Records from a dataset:

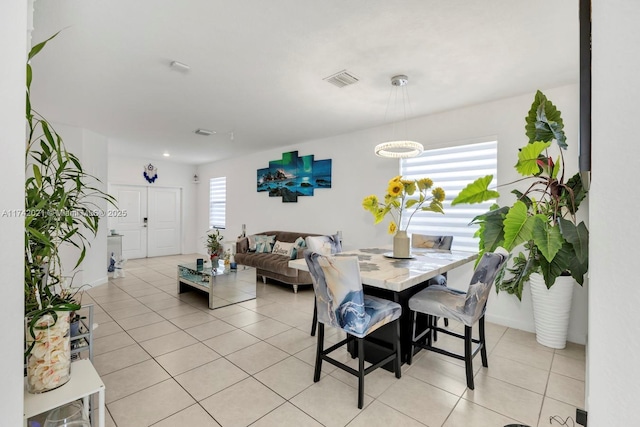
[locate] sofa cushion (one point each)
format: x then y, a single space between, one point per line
264 243
268 262
322 244
284 248
297 246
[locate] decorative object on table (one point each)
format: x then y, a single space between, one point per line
75 321
294 176
404 198
399 146
150 173
542 220
61 210
215 248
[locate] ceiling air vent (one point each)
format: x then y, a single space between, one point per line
204 132
342 78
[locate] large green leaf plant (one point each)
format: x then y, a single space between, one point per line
541 224
61 208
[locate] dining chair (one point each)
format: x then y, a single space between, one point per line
341 304
443 243
466 307
317 244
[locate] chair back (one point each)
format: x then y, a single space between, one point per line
338 289
483 277
431 242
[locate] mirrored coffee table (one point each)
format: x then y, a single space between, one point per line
224 286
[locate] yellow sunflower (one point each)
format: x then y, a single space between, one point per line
395 188
392 228
438 194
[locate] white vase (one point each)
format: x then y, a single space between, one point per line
401 245
551 309
49 362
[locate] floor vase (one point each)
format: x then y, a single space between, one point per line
551 309
49 361
401 245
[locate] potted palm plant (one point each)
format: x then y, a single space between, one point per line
540 225
60 209
214 246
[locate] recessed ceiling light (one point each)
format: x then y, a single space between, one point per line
179 66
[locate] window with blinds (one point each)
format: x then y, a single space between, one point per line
452 169
217 202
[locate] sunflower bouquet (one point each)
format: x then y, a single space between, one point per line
405 197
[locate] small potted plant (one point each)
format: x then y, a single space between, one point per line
214 245
540 224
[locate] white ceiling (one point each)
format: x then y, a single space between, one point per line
257 66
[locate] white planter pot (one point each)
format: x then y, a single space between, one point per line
551 309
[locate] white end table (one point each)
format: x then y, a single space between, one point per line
84 382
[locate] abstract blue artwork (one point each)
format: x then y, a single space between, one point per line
294 176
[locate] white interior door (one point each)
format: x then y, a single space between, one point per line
131 200
164 206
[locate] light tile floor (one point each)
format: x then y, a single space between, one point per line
167 360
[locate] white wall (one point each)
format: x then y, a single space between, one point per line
91 149
128 171
13 48
613 370
357 172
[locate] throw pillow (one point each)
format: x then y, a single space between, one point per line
252 242
324 244
265 243
298 244
283 248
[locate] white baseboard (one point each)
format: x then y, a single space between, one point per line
100 281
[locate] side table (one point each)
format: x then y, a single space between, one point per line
84 382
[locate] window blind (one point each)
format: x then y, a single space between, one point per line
217 202
452 168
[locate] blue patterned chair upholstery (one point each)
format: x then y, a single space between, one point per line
466 307
318 244
341 304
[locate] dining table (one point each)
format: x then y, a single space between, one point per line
398 279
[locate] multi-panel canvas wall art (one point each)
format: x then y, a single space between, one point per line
294 176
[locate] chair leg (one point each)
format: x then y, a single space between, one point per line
413 338
396 347
468 357
483 344
360 372
319 348
315 318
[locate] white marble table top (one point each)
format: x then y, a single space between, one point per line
400 274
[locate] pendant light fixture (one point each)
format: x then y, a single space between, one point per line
400 148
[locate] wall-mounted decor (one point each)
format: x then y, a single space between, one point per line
293 176
150 173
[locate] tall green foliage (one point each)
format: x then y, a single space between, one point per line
542 219
61 208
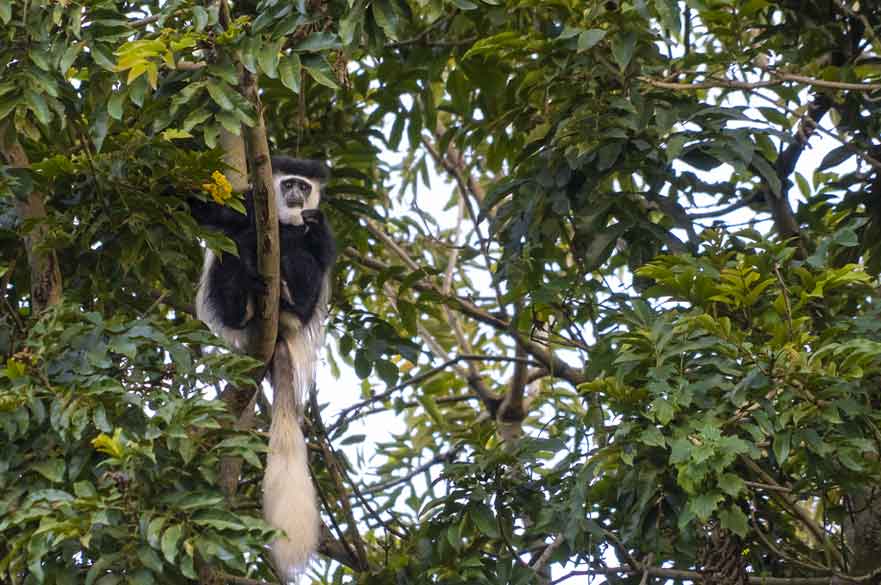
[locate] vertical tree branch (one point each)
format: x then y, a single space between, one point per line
261 342
45 273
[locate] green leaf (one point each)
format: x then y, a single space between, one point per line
154 531
731 484
98 129
289 72
52 469
149 558
781 446
735 520
218 93
38 106
704 505
318 41
69 57
653 437
484 519
115 104
589 38
169 542
200 18
319 69
267 58
835 157
386 18
623 46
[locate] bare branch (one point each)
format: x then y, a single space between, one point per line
776 78
555 366
45 272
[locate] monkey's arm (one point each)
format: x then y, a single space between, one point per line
318 239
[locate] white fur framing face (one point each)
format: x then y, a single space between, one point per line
293 194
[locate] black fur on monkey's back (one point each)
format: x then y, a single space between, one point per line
306 254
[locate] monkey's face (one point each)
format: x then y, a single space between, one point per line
293 194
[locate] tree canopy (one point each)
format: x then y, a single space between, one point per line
629 319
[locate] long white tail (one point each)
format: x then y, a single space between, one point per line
289 500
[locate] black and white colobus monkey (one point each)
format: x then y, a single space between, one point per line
226 303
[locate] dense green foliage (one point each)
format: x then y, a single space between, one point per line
642 321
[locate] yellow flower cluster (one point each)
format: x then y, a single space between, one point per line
220 190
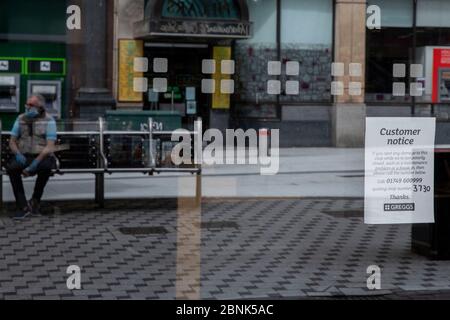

STATED TASK: Lay out all of the data above as a numbered list, one line per number, leaving out blank lines and the pictures.

THE OUTPUT:
1. [locate] sofa cushion (one point each)
2. format: x then y, a single space between, one point per line
3. 264 243
4. 268 262
5. 322 244
6. 284 248
7. 297 246
8. [locate] decorative object on table (one point each)
9. format: x then y, a single space between, one point per line
10. 75 321
11. 294 176
12. 404 198
13. 399 146
14. 150 173
15. 542 220
16. 61 210
17. 215 248
18. [locate] ceiling air vent (one point each)
19. format: x then y, a single space between, one point per line
20. 204 132
21. 342 78
22. [locate] large green leaf plant (one point each)
23. format: x then y, a single space between, one point per line
24. 541 224
25. 61 208
26. [locate] dining chair (one point each)
27. format: x then y, a single space between, one point per line
28. 341 304
29. 443 243
30. 466 307
31. 317 244
32. [locate] chair back (one point each)
33. format: x then y, a single space between, one point per line
34. 338 289
35. 483 277
36. 431 242
37. [locate] mirrored coffee table (one point each)
38. format: x then y, a single space between, one point per line
39. 224 286
40. [locate] yellow sunflower (one point each)
41. format: x then y, a single space between, one point per line
42. 395 188
43. 392 228
44. 438 194
45. [locate] white vase (one point each)
46. format: x then y, a single space between, one point per line
47. 401 245
48. 551 309
49. 49 362
50. [locate] floor vase (one point each)
51. format: x then y, a single space between, one point per line
52. 551 309
53. 49 361
54. 401 245
55. [locate] potted palm plant (one point each)
56. format: x then y, a single space between, one point per line
57. 540 225
58. 60 209
59. 214 246
60. [locate] recessed ceiling light (one point each)
61. format: x then y, a single space between, one point per line
62. 179 66
63. [locate] window with blinds (one point each)
64. format: x then y, a single space between, one point per line
65. 452 169
66. 217 202
67. [locate] sunflower bouquet (one point each)
68. format: x then y, a single space between, one point per line
69. 405 197
70. [locate] small potted plant (one point each)
71. format: x then y, a single space between, one point per line
72. 214 245
73. 540 224
74. [locate] white ceiling (one point each)
75. format: x then y, a single space between, one point per line
76. 257 66
77. [locate] white planter pot (one point each)
78. format: x then y, a single space between, one point per line
79. 551 309
80. [locate] white end table (one point each)
81. format: x then y, a single space between, one point per line
82. 84 382
83. [locate] abstract blue artwork (one point each)
84. format: x then y, a single space between, one point per line
85. 294 176
86. [locate] white interior door (one point each)
87. format: x then y, a single space between, one point per line
88. 131 200
89. 164 206
90. [locate] light tile floor (one point each)
91. format: x then y, a single space between, one point per line
92. 167 360
93. [locate] white wall (one point each)
94. format: x then y, a single space between, one point per line
95. 91 149
96. 128 171
97. 13 48
98. 613 370
99. 357 172
100. [locate] throw pillow (one point each)
101. format: x then y, a single space between, one point per line
102. 252 242
103. 324 244
104. 265 243
105. 298 244
106. 283 248
107. [locate] white baseboard (one point each)
108. format: x then y, a single space between, one point per line
109. 100 281
110. [locate] side table (one point each)
111. format: x then y, a single space between, one point per line
112. 84 382
113. [locate] window blind (one point each)
114. format: x then y, a single space between, one point per line
115. 217 202
116. 452 168
117. [locate] blue patterned chair upholstery (one point each)
118. format: x then y, a single space between, one point per line
119. 466 307
120. 318 244
121. 341 304
122. [locate] dining table (one point each)
123. format: x then y, a single space between, one point per line
124. 398 279
125. [locate] multi-panel canvas wall art (one point each)
126. format: x then y, a single space between, one point per line
127. 294 176
128. [locate] chair leg (one point each)
129. format: x then y, a single space between, one point per line
130. 413 338
131. 396 347
132. 468 357
133. 483 344
134. 360 372
135. 319 348
136. 315 318
137. [locate] white marble table top (one point each)
138. format: x then y, a single space between, one point per line
139. 400 274
140. [locate] pendant light fixture (one point each)
141. format: x then y, a single space between, one point per line
142. 400 148
143. [locate] wall-mounted decor (one point each)
144. format: x then y, a single space between, one point per line
145. 293 176
146. 150 173
147. [locate] tall green foliage (one point each)
148. format: x then y, a single space between, one point per line
149. 542 219
150. 61 208
151. [locate] vertical tree branch (one point each)
152. format: x then y, a single space between, one point per line
153. 261 342
154. 45 273
155. [locate] green leaf (one point each)
156. format: x then y, a single space between, one point per line
157. 154 531
158. 731 484
159. 98 129
160. 289 72
161. 52 469
162. 149 558
163. 781 446
164. 735 520
165. 218 93
166. 38 106
167. 704 505
168. 318 41
169. 69 57
170. 653 437
171. 484 519
172. 115 104
173. 589 38
174. 169 542
175. 200 18
176. 319 69
177. 267 58
178. 835 157
179. 386 18
180. 623 46
181. [locate] bare branch (one point each)
182. format: x then y, a single space between, one point per line
183. 776 78
184. 555 366
185. 45 272
186. [locate] monkey's arm (one point each)
187. format: x then y, a single space between, one point per line
188. 318 239
189. [locate] white fur framing face (one point each)
190. format: x then y, a single space between, one point per line
191. 293 194
192. [locate] black fur on monkey's back (one point each)
193. format: x then y, a single space between, one point per line
194. 306 254
195. [locate] monkey's face (one point each)
196. format: x then y, a single space between, one point per line
197. 293 194
198. [locate] tree canopy (one point each)
199. format: x then y, a single space between, one point per line
200. 629 319
201. [locate] long white tail (one point each)
202. format: x then y, a single space between, one point per line
203. 289 500
204. [locate] black and white colobus monkey (one point each)
205. format: x then y, a single space between, one point per line
206. 226 303
207. [locate] dense green foliage (one point each)
208. format: x then y, a single space between, one point per line
209. 642 321
210. [locate] yellow flower cluster (one point each)
211. format: x then y, a single space between, one point per line
212. 220 190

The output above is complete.